### RECORDS FOR THIS EXERCISE
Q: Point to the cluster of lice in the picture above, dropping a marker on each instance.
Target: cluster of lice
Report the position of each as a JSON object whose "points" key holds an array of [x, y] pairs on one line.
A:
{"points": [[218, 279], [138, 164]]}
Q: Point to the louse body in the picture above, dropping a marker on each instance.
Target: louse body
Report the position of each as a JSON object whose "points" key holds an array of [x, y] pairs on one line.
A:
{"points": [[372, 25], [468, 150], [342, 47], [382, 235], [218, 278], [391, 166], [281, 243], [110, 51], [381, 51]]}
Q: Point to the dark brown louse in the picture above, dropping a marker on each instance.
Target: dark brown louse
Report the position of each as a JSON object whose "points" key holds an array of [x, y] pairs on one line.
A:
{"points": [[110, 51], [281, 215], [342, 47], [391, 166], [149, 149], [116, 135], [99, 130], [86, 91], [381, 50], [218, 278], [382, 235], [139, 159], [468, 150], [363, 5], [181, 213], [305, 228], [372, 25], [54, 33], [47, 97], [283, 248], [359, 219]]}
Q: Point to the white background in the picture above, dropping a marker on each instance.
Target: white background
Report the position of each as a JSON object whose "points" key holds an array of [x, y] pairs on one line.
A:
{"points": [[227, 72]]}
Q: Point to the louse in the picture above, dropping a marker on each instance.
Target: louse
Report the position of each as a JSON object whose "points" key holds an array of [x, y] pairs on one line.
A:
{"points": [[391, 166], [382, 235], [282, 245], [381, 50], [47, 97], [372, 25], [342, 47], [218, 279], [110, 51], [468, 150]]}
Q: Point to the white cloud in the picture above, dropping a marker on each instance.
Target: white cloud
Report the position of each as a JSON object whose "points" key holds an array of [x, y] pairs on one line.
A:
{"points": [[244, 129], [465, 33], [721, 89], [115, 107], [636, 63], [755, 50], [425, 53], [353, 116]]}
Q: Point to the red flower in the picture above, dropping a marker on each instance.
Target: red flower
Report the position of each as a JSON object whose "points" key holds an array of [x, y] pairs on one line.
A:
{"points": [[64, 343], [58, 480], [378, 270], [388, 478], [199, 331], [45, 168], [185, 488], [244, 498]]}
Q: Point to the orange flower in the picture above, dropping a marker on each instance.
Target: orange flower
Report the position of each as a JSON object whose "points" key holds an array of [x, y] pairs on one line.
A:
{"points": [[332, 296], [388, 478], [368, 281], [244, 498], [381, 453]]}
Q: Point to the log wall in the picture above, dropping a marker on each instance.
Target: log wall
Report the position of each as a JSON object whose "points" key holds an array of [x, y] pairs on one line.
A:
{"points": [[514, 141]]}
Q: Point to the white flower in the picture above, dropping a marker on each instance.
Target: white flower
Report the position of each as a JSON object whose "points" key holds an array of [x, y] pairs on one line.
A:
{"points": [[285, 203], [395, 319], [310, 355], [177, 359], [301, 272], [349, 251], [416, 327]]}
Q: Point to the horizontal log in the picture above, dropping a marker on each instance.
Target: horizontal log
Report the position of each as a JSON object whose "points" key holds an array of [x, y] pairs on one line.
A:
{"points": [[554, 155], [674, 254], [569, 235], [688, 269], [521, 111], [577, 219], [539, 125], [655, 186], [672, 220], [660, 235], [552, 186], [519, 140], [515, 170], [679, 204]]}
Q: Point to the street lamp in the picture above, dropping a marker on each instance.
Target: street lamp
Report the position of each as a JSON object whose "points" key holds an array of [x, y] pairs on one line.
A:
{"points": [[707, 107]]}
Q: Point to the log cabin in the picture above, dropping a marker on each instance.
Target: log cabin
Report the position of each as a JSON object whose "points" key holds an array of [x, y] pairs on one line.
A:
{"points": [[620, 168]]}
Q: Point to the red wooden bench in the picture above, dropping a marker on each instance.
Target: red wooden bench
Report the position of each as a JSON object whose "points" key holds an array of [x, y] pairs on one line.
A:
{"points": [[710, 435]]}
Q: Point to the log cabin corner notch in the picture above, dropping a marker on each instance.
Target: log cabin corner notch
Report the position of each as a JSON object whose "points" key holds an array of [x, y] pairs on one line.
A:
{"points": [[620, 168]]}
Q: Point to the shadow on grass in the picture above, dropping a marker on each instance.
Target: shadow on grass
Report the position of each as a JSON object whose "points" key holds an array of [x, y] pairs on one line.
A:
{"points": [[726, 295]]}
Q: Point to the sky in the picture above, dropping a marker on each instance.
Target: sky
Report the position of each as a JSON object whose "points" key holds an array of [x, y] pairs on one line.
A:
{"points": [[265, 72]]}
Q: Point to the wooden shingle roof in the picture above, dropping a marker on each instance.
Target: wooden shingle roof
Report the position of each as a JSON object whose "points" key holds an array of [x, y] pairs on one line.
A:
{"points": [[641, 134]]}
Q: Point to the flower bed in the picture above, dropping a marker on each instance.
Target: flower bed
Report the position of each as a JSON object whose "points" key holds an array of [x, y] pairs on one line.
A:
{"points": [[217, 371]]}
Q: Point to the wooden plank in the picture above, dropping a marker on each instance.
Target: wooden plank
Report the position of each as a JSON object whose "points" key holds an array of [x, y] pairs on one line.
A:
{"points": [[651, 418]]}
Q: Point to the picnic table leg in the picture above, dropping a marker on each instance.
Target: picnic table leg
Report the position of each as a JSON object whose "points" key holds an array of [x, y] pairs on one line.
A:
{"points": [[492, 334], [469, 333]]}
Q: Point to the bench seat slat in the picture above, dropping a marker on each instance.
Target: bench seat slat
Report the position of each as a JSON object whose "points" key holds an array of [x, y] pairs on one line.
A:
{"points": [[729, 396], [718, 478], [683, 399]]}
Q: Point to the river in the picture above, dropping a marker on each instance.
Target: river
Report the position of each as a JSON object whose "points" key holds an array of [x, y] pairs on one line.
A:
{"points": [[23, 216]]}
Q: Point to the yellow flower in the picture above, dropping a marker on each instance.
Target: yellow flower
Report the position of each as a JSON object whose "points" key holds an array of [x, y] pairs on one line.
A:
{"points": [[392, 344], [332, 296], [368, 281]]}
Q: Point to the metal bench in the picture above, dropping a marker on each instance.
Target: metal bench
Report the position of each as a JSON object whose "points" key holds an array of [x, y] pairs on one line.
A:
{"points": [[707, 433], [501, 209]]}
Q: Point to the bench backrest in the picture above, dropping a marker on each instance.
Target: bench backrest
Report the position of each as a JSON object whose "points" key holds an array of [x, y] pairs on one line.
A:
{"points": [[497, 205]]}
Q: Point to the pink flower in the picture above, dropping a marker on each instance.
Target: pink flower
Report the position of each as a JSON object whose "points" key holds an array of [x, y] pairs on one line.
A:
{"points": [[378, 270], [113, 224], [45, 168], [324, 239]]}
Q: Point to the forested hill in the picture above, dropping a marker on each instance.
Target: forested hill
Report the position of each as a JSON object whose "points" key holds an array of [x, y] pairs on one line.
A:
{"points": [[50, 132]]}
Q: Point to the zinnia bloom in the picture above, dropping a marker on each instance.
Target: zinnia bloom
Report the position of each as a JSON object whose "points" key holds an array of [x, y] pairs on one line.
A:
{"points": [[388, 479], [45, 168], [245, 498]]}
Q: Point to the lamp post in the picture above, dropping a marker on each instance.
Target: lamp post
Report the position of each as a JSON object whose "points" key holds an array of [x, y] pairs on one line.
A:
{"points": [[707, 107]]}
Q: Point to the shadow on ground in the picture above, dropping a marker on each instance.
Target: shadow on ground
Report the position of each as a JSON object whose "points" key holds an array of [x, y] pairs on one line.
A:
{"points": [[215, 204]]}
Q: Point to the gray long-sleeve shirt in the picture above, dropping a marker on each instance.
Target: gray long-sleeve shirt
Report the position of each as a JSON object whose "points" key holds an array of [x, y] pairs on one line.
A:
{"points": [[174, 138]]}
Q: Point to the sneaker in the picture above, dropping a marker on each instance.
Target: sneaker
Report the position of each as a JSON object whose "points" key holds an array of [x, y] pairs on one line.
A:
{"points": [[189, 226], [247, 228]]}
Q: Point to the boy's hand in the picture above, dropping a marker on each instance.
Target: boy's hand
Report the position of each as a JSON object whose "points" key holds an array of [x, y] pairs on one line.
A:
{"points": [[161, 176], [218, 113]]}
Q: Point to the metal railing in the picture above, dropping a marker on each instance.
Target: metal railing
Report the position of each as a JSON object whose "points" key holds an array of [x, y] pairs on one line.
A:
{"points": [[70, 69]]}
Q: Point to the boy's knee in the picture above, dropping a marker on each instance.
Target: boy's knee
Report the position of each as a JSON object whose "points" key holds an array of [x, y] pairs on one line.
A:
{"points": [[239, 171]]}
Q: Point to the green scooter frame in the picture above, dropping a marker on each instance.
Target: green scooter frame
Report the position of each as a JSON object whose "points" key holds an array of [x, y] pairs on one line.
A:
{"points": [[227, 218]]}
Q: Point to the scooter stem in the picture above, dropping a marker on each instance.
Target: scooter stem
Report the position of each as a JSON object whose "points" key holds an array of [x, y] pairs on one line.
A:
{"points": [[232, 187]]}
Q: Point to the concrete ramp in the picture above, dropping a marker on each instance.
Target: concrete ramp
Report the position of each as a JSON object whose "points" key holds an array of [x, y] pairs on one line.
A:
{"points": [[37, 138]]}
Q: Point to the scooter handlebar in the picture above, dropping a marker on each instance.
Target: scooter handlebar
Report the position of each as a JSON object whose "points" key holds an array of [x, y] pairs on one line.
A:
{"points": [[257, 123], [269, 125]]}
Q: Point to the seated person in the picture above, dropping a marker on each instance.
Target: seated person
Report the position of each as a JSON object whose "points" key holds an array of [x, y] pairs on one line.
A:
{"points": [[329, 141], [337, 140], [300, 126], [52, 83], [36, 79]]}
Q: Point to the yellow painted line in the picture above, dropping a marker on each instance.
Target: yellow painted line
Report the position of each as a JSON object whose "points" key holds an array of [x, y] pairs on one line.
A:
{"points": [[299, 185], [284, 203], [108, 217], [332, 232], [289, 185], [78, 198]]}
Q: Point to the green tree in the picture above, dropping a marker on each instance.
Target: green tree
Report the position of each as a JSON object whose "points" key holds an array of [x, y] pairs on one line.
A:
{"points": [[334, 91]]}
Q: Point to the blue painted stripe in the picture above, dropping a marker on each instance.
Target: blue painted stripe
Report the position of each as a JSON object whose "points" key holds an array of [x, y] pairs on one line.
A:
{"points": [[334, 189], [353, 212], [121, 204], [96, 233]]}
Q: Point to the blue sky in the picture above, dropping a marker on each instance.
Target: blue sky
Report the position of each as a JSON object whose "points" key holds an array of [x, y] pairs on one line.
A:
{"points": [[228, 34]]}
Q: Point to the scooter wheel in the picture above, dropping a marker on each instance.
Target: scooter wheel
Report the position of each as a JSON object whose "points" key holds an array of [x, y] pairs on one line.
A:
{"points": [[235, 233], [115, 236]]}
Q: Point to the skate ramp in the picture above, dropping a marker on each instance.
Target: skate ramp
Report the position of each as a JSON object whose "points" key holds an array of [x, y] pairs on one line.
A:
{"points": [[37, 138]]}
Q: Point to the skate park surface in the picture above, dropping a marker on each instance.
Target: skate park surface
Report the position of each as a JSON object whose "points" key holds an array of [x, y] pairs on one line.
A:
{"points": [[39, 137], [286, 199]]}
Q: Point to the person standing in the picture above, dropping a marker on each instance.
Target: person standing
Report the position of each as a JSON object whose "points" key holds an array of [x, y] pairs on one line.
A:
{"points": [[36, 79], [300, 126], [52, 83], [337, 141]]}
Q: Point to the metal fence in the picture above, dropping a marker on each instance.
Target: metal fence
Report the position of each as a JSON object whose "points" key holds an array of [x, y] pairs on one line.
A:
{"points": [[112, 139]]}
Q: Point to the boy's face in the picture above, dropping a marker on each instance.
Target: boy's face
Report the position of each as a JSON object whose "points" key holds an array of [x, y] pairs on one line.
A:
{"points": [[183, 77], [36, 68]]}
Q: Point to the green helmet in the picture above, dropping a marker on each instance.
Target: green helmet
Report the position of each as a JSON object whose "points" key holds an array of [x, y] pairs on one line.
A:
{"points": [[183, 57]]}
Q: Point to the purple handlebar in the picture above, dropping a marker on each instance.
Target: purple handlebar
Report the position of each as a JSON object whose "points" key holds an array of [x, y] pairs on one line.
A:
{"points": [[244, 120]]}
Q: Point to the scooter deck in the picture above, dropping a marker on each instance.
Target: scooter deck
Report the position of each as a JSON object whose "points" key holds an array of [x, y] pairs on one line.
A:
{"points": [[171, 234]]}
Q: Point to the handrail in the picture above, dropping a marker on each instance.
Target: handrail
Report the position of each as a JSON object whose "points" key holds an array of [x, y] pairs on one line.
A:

### DIRECTIONS
Copy out each line of the data that has the word "railing" in it.

### TASK RESULT
Q: Point to the metal railing in the picture above, dropping a marker on each instance.
Target: metal railing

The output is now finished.